ACTIVITY
Begin with the line containing "lake in the image above." and reproduce it and all later lines exactly, through the last line of the records. Add nothing else.

THE DATA
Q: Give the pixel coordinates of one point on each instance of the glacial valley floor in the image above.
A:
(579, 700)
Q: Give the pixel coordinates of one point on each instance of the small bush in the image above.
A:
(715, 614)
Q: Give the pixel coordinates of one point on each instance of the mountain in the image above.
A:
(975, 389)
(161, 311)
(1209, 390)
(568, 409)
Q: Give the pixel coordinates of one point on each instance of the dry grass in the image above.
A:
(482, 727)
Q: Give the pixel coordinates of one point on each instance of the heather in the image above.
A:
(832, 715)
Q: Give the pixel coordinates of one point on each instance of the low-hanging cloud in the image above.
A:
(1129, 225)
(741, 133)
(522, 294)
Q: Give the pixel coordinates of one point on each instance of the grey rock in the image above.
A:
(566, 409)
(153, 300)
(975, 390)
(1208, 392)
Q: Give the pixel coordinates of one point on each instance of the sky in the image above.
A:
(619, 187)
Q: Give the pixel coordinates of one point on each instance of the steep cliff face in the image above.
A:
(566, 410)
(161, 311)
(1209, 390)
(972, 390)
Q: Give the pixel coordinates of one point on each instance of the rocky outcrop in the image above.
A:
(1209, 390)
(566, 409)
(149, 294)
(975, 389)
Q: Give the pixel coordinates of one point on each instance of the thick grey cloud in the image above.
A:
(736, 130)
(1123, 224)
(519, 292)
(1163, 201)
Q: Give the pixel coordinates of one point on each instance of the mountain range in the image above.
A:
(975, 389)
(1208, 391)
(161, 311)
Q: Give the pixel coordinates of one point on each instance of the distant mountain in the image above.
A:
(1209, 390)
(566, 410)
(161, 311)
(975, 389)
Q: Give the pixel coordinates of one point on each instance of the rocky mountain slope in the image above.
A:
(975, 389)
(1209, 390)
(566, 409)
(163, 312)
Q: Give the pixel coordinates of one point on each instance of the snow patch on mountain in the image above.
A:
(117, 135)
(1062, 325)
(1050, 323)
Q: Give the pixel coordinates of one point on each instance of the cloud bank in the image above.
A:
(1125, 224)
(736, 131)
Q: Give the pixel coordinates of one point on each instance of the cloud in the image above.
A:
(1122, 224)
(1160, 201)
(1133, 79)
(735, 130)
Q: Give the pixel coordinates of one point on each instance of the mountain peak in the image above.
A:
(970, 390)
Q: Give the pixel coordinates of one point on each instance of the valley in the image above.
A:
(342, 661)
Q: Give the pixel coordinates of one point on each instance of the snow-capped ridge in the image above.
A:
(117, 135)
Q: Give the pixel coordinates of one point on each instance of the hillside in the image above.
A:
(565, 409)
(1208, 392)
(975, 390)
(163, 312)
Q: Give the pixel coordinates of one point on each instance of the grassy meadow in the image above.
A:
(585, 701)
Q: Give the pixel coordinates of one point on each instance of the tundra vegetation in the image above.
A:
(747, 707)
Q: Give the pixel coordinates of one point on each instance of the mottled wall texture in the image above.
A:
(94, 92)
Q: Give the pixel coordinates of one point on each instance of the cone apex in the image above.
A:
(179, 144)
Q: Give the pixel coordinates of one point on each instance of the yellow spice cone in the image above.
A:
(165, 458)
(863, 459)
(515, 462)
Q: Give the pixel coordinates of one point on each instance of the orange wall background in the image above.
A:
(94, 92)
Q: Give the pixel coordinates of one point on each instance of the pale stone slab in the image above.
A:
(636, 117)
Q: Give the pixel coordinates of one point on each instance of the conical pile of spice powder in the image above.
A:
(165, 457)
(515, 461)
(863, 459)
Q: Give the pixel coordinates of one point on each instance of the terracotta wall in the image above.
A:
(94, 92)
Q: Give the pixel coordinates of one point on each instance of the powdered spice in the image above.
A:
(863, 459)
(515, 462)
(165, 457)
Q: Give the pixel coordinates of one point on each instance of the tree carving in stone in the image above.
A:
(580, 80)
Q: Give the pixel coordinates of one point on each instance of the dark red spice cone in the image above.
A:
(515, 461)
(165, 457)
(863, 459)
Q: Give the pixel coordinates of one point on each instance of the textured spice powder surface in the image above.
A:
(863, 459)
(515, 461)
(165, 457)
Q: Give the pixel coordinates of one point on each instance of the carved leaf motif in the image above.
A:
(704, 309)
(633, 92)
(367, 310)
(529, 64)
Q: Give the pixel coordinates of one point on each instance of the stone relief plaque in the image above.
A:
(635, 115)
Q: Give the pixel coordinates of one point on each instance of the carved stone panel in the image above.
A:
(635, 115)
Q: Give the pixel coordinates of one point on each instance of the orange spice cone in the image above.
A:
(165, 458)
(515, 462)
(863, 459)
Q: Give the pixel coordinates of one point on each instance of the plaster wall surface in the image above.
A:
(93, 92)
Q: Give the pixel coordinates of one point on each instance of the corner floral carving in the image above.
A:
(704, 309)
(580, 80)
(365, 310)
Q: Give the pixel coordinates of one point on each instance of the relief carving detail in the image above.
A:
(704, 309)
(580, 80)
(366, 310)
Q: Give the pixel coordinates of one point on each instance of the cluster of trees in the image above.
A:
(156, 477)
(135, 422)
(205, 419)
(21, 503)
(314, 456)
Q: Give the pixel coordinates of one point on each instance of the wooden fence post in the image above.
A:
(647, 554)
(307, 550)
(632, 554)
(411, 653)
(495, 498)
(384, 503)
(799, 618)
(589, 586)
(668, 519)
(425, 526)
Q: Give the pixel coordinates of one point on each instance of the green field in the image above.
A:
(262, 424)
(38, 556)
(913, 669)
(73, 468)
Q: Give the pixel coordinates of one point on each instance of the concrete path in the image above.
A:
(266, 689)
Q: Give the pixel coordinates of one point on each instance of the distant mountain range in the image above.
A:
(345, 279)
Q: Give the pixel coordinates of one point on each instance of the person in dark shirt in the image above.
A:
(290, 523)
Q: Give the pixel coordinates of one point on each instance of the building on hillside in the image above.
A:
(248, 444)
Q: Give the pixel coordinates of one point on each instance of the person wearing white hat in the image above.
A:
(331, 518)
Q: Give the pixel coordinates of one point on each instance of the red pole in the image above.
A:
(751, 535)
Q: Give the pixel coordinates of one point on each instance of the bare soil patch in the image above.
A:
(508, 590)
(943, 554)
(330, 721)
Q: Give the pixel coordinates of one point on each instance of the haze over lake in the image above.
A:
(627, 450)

TASK SOLUTION
Q: Give the pixel coordinates of one point on each instance of the haze over lake in the image above.
A:
(627, 450)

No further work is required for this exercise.